[BEGIN Text shown]
# I'm stumped - Belt, Alternator, starter or Battery?



## 5speedXE (Jun 1, 2009)

My alternator was replaced six months ago (life-time warranty) and gave no signs (battery/brake lights flashing off and on) as to having and trouble.

Last Saturday, I start the car and the engine is for a second sluggish. The car runs with no reminder for the next two days.I think nothing of the situation. 

Monday, I start the car and no engine sound. Just the rapid "click,click,click,click etc..." (hmm, must be the battery, I think)

Tuesday, I take the battery to walmart (battery is under warranty), the test would conclude that there's no problem with the battery (cables/connectors are clean by the way).

Wednesday, I try to pop the clutch. It doesn't do the trick. (hmm, could it be the starter?)

Wednesday, A friend with a truck gives me a jump. Presto! It immediately cranks. I drive it back to my parking spot. (hmmm, I guess that it's not the starter)

Thursday, it doesn't crank, but not surprising since I didn't drive the car around.

Friday, a friend comes by (he also drives a 4 cylinder car) . The car clicks, but does not crank.

A week before this, I would notice that when the sentra started, the belt would squeak for maybe a second or two at the most. Then all was good.

A while back, I was told that the alternator belt though not loose, is not normally fitted drum tight' to begin with. I checked yesterday. Although not super tight, it's not real lose either. 

If any of you have an idea, this would be very appreciated. I'm a dishonest mechanics dream and hope to avoid such an encounter.


----------



## khoist (Aug 29, 2009)

next time turn your headlights on and see how well they dim, you may have a flat spot in the starter motor, which would give you the click until it worked past the flat spot. next time just keep at trying to start it for like 3-5 minutes, when it turns over does it turn slow????


----------



## 5speedXE (Jun 1, 2009)

Thanks khoist,

The last time that the car started (without a jump) it was sluggish at first and then cranked right up. Twice I've had the battery tested. The first at Walmart and the second opinion at Auto Zone. I was later told that having a battery tested could also drain the battery a bit. 

I tried the test that you mentioned. This time, I didn't even hear the "clicks." The "beeps" (heard when key is in ignition) were softer and higher pitched. The lights were very dim. I will be taking the battery for a charge this Friday.
[END Text shown]
[BEGIN Data shown]
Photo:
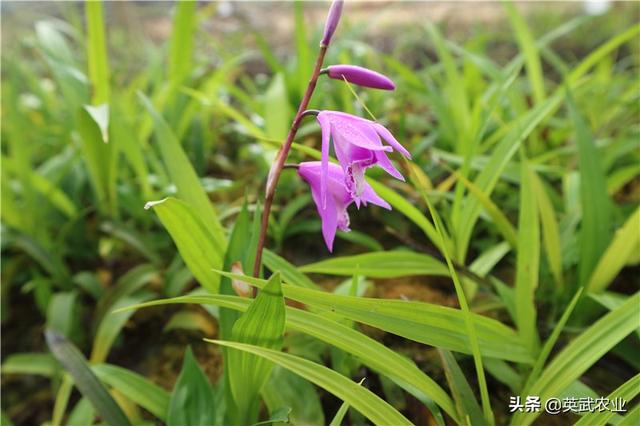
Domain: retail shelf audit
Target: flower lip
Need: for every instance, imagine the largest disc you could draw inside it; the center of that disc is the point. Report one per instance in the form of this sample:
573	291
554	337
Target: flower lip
358	145
333	212
332	22
361	76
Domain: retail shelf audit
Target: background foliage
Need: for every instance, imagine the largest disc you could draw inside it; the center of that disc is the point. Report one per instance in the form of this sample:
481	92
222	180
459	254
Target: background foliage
507	267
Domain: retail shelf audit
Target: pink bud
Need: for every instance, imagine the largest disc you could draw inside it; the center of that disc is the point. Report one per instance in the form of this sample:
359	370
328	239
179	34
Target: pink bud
332	22
361	76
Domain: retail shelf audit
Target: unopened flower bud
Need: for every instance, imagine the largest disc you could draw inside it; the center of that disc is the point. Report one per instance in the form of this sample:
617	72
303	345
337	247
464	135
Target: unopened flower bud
332	22
361	76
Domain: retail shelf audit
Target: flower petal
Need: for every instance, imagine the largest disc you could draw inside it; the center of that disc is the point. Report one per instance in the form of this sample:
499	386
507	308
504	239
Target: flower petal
384	162
325	126
350	130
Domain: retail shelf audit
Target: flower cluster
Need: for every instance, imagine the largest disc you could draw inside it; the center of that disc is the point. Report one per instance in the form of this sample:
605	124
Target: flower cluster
358	145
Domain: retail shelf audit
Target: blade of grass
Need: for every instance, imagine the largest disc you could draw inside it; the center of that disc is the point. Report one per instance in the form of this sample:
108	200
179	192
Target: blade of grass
360	398
371	352
530	51
263	324
619	251
468	321
134	387
550	230
468	407
196	244
181	43
527	266
550	343
184	176
579	355
73	361
97	53
427	323
594	233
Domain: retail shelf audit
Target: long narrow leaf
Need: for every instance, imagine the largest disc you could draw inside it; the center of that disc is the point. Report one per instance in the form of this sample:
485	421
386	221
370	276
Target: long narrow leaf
371	352
582	353
73	361
361	399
[END Data shown]
Task -
Answer these questions about the car trouble thread:
1. How long ago was the alternator replaced?
2. What does khoist say to turn on to see how well they dim?
3. Where was the battery tested for the second opinion?
These rows have no connection to the car trouble thread.

Result of the task -
1. Six months ago.
2. The headlights.
3. Auto Zone.